--- start of Working data ---
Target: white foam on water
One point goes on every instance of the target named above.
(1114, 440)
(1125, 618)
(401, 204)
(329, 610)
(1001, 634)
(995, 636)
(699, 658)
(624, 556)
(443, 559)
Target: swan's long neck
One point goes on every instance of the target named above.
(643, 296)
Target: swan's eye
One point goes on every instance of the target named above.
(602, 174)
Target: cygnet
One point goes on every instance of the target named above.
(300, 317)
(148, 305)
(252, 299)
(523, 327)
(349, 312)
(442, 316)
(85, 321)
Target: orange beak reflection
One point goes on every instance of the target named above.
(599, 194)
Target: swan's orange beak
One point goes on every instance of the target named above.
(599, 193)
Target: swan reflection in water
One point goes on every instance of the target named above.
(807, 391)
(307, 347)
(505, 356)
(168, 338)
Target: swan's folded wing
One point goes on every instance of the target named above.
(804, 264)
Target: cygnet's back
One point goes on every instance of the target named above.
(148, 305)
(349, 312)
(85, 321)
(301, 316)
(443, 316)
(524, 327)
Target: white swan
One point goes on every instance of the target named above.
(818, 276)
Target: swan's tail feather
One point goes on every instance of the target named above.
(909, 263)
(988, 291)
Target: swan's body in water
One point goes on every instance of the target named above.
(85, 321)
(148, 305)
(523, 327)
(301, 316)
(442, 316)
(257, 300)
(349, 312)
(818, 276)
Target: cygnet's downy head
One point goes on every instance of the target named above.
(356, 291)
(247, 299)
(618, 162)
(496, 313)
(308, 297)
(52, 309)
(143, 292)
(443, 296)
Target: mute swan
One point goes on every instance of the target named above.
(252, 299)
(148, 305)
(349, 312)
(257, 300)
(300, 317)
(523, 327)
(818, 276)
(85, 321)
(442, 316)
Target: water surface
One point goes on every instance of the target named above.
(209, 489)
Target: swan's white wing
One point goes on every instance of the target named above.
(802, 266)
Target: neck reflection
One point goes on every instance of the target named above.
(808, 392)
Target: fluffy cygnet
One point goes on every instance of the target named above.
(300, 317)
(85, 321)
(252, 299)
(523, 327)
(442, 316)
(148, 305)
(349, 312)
--- end of Working data ---
Copy the records above exactly as they appear.

Target: white foam on water
One point goes on every instance of the target named above.
(1114, 440)
(1125, 618)
(401, 204)
(329, 610)
(1001, 634)
(995, 636)
(699, 658)
(624, 556)
(443, 559)
Target: swan's long neck
One point goes on every instance of the target named above.
(643, 296)
Target: swan's eye
One point goes on every instance of the target named above.
(602, 174)
Target: cygnet
One point goes on every instance of the target named above.
(300, 317)
(148, 305)
(252, 299)
(523, 327)
(349, 312)
(442, 316)
(85, 321)
Target: orange beak reflection
One point goes on every instance of the target named above.
(599, 194)
Target: swan's orange beak
One point goes on every instance of the target named above.
(599, 193)
Target: swan reflection in water
One point goes on every instance of the target named above.
(807, 391)
(307, 347)
(505, 356)
(168, 338)
Target: swan's folded wing
One point goes on every instance of the target named above.
(804, 264)
Target: cygnet's back
One point goes on every instance of the target named above.
(148, 305)
(349, 312)
(85, 321)
(301, 316)
(443, 316)
(524, 327)
Target: white swan
One point goes on every instance of the target named above.
(818, 276)
Target: swan's tail feather
One point goes on every instance of the target named above.
(909, 263)
(988, 291)
Target: swan's body in water
One point goes on every instance of the target named above.
(85, 321)
(148, 305)
(523, 327)
(301, 316)
(442, 316)
(257, 300)
(349, 312)
(818, 276)
Target: cygnet's downy head
One point goes on every instance of the target named above.
(356, 291)
(247, 299)
(618, 162)
(496, 313)
(308, 297)
(52, 309)
(143, 292)
(443, 296)
Target: mute swan
One point goes on every instance of the target named above.
(252, 299)
(148, 305)
(349, 312)
(257, 300)
(300, 317)
(523, 327)
(818, 276)
(85, 321)
(442, 316)
Target: water surface
One point goes on every instance of the target named above.
(209, 489)
Target: swan's white wing
One point goes on every instance of the target named above.
(802, 266)
Target: neck reflection
One point goes on every instance of the target named above.
(808, 392)
Target: fluffy cygnet
One point goes on every instance of the target named above.
(300, 317)
(85, 321)
(252, 299)
(523, 327)
(442, 316)
(148, 305)
(349, 312)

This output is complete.